* begin *

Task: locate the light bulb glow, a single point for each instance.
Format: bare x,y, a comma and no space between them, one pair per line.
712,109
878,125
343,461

* end *
* begin *

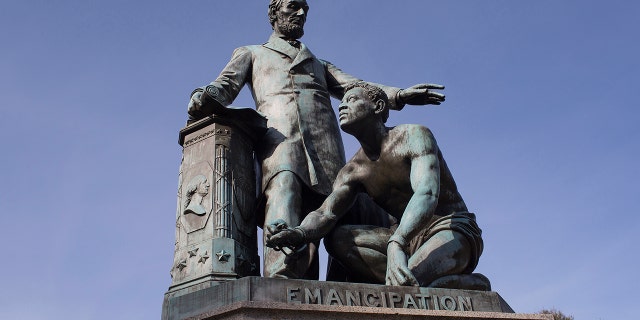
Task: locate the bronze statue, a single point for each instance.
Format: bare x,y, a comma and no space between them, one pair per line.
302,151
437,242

* end *
* begin *

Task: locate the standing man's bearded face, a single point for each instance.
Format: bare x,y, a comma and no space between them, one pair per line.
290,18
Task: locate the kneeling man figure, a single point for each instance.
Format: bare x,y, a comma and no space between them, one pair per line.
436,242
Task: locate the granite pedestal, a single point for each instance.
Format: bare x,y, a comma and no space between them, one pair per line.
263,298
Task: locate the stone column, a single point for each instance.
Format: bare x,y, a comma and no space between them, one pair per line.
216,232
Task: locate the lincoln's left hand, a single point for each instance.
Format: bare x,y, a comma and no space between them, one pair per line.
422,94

* end *

> [Written instruction]: Report every line of the material above that contains the word "statue", treating uppercase and lowercase letters as different.

> [Answer to this task]:
Task: locate the bronze statue, a single point for each instance.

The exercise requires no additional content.